PROBLEM TO SOLVE: Would you print out every entry exactly as given?

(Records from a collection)
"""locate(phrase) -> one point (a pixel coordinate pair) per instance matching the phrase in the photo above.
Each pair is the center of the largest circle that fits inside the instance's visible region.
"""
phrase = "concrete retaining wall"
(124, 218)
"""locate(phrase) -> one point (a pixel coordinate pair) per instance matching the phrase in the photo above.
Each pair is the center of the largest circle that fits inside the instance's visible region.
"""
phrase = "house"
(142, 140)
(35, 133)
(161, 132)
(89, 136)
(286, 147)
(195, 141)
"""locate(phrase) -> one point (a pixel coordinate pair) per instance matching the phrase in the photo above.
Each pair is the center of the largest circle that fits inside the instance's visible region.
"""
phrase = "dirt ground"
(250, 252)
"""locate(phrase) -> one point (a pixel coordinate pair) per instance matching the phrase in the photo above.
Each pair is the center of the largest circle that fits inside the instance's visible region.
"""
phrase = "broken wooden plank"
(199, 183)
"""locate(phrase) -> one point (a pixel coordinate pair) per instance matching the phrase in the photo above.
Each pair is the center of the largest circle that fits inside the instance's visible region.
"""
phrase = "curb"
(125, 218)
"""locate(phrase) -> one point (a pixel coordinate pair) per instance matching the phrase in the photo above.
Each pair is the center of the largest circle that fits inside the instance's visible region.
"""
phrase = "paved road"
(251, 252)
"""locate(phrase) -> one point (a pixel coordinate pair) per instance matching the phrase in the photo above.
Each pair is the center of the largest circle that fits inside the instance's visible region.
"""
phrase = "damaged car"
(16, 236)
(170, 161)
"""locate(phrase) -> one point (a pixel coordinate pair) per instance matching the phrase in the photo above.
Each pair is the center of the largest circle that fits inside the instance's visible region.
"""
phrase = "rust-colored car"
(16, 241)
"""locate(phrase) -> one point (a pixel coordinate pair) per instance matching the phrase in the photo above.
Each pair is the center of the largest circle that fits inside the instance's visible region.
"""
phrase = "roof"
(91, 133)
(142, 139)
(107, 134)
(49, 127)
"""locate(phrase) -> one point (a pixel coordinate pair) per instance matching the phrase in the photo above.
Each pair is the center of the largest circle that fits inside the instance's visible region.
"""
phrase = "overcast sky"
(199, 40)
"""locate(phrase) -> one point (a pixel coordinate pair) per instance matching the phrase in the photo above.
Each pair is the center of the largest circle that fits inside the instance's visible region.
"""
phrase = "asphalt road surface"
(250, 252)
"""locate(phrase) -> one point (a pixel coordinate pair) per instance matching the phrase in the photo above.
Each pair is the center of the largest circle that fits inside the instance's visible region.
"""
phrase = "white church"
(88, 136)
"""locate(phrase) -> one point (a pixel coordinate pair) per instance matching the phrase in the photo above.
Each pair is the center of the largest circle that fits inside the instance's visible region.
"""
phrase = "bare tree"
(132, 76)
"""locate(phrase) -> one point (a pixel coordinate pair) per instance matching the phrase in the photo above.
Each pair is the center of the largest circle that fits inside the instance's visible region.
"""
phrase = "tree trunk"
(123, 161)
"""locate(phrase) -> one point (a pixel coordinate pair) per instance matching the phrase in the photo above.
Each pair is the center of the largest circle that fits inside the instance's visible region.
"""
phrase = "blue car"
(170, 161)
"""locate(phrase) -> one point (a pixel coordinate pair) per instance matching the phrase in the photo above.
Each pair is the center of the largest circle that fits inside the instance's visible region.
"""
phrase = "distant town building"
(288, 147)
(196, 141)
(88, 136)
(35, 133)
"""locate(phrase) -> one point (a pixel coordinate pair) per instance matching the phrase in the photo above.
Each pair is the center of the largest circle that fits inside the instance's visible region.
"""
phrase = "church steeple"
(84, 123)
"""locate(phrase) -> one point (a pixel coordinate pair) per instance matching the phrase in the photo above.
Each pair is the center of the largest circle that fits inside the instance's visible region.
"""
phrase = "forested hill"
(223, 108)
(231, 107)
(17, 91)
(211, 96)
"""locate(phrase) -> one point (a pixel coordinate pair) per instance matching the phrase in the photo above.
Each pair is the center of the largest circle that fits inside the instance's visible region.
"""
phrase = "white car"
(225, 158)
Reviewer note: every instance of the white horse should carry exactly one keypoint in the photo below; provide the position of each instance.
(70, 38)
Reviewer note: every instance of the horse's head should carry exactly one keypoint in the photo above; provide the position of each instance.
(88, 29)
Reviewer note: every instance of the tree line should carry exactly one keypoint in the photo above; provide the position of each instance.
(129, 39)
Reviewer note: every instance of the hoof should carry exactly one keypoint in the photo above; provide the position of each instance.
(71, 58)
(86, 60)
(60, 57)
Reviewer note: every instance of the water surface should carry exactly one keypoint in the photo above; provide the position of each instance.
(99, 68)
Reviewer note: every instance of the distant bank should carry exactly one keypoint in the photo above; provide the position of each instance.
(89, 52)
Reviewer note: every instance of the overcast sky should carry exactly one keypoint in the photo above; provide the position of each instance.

TASK RESPONSE:
"""locate(phrase) -> one point (a pixel coordinate pair) per instance matching the phrase in the photo above.
Each pair is the center of the largest circle that fits inside the instance's visible region.
"""
phrase = "concrete retaining wall"
(124, 218)
"""locate(phrase) -> one point (a pixel coordinate pair) per instance matching the phrase in the photo above.
Each pair is the center of the largest circle that fits inside the instance's visible region.
"""
phrase = "house"
(142, 140)
(35, 133)
(161, 132)
(89, 136)
(286, 147)
(195, 141)
"""locate(phrase) -> one point (a pixel coordinate pair) per instance matching the phrase in the photo above.
Each pair is the center of the largest circle that fits inside the instance's visible region.
"""
phrase = "dirt ground"
(250, 252)
"""locate(phrase) -> one point (a pixel coordinate pair) per instance matching the phrase in the photo above.
Each pair is the center of the largest circle that fits inside the instance's visible region.
"""
phrase = "broken wooden plank"
(199, 183)
"""locate(phrase) -> one point (a pixel coordinate pair) per instance matching the phrase in the photo above.
Each pair is the center of the largest circle that fits inside the instance's visible region.
"""
phrase = "curb"
(125, 218)
"""locate(phrase) -> one point (a pixel coordinate pair) per instance matching the phrase in the photo above.
Each pair is the center of the largest circle that fits inside the instance's visible region.
"""
phrase = "paved road"
(251, 252)
"""locate(phrase) -> one point (a pixel coordinate pair) per instance matching the phrase in the photo above.
Each pair is the center of the largest circle that fits inside the instance's visible region.
"""
phrase = "damaged car"
(16, 236)
(170, 161)
"""locate(phrase) -> one point (a pixel coordinate pair) per instance matching the phrase in the photo above.
Each pair is the center of the largest circle that fits inside the instance's visible region.
"""
phrase = "rust-colored car"
(16, 241)
"""locate(phrase) -> one point (a pixel coordinate pair) per instance matching the phrase in the photo above.
Each pair is the center of the largest circle that fits inside the instance's visible region.
"""
phrase = "roof"
(91, 133)
(142, 139)
(107, 134)
(49, 127)
"""locate(phrase) -> one point (a pixel coordinate pair) per instance matching the phrase in the photo above.
Each pair is the center of the largest circle that fits inside the instance's visible region.
"""
phrase = "overcast sky"
(199, 40)
"""locate(phrase) -> one point (a pixel coordinate pair) per instance matching the phrase in the photo above.
Each pair is the center of the largest circle that fits inside the instance's visible region.
"""
phrase = "asphalt road surface"
(250, 252)
"""locate(phrase) -> one point (a pixel coordinate pair) per instance matching the phrase in the photo above.
Each pair is the center of the largest circle that fits inside the instance's visible region.
"""
phrase = "white church"
(88, 136)
"""locate(phrase) -> one point (a pixel coordinate pair) per instance matching the phrase in the photo above.
Each pair is the center of the largest circle that fits inside the instance's visible region.
"""
phrase = "bare tree"
(132, 76)
"""locate(phrase) -> one point (a pixel coordinate pair) per instance matching the phrase in the photo above.
Each pair is the center of the largest circle that fits inside the instance's visible region.
"""
phrase = "tree trunk"
(123, 161)
"""locate(phrase) -> one point (a pixel coordinate pair) per instance matching the phrase in the photo above.
Each pair is the center of the largest circle that fits inside the instance's visible region.
"""
phrase = "blue car"
(170, 161)
"""locate(phrase) -> one point (a pixel coordinate pair) per instance matching the phrase in the photo above.
Each pair is the center of the largest circle that fits inside the instance's visible region.
"""
phrase = "distant town building"
(288, 147)
(196, 141)
(88, 136)
(35, 133)
"""locate(phrase) -> one point (a pixel coordinate pair) per instance matching the phrase in the photo above.
Each pair is the center of the largest circle that fits inside the instance's visible region.
"""
phrase = "church steeple"
(84, 123)
"""locate(phrase) -> one point (a pixel coordinate pair) per instance matching the phrase in the photo above.
Each pair is the center of the largest circle that fits inside the instance's visible region.
"""
phrase = "forested hill"
(223, 108)
(231, 107)
(17, 91)
(211, 96)
"""locate(phrase) -> one point (a pixel coordinate pair) per instance matching the phrase in the photo above.
Each pair is the center of the largest circle that fits inside the instance's visible region.
"""
phrase = "white car"
(225, 158)
Reviewer note: every instance of the white horse should carry exactly one keypoint in the photo below; provide the position of each instance.
(70, 38)
Reviewer note: every instance of the horse's head should carry exactly one keypoint in the photo above; provide the position of each instance.
(88, 29)
Reviewer note: every instance of the tree line should carry exactly one keypoint in the photo above; provide the position of each instance.
(129, 39)
Reviewer note: every instance of the hoof should carry exactly one keypoint in the photo above; provide the position of each instance.
(71, 58)
(86, 60)
(60, 57)
Reviewer note: every instance of the water surface should carry exactly one keypoint in the photo above; provide the position of each instance.
(99, 68)
Reviewer note: every instance of the distant bank should carry exactly one keypoint in the photo above; provide the position of each instance.
(89, 52)
Reviewer note: every instance of the overcast sky should carry exactly one keypoint in the photo above; provide the position of each instance.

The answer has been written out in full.